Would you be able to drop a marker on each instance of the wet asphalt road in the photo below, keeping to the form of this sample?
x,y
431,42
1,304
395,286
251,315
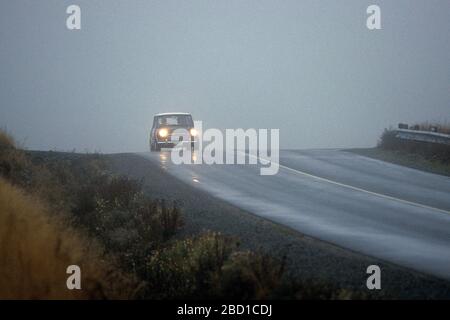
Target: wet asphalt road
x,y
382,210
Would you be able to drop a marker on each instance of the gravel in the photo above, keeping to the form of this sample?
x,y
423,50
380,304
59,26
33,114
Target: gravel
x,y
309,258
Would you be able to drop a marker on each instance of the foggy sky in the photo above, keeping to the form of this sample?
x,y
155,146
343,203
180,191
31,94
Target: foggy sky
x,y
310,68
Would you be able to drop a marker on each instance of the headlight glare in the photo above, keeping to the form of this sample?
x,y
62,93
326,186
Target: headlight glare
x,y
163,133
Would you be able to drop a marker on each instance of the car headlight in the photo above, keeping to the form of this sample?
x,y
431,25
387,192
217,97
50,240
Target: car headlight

--

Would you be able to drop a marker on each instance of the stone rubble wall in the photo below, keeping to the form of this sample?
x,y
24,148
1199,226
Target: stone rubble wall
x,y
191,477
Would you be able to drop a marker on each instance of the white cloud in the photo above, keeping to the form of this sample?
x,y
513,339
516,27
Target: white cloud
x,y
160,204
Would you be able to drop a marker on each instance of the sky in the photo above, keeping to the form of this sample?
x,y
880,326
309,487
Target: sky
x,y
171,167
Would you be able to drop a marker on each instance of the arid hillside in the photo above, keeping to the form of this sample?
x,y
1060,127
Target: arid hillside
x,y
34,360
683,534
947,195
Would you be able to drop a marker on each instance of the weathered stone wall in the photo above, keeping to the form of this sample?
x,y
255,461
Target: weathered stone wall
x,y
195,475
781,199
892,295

◆ Exercise aim:
Return, from the material above, every line with the word "sample".

◆ Task solution:
Would you be able to drop a marker on each instance of the wet asphalt road in the photo below, keeping to the form of this sample?
Would you be able to drop a marker on each instance of the gravel in the photo above, keeping to the form of this sample?
Would you be able to drop a marker on each instance of the foggy sky in the photo above, keeping to the form of this sample?
Would you be able to drop a marker on each instance of the headlight glare in the photo above, keeping to the form of this sample?
Would you be able to drop a marker on each instance of the car headlight in the photo above, keeping to the form of this sample?
Would you be able to drop a marker on each instance of the stone rubble wall in the photo below, keeping to the form of this sample?
Would you be able to drop a marker on each instance of the white cloud in the photo above, keeping to the form of this sample?
Would you be able to drop a marker on each instance of the sky in the photo above, keeping to the form of this sample?
Would you be able to drop a marker on each instance of the arid hillside in the photo above, keeping to the form of this sample?
Would you be able to drop a marker on each instance of the weathered stone wall in the photo above, keeping to the form of this sample?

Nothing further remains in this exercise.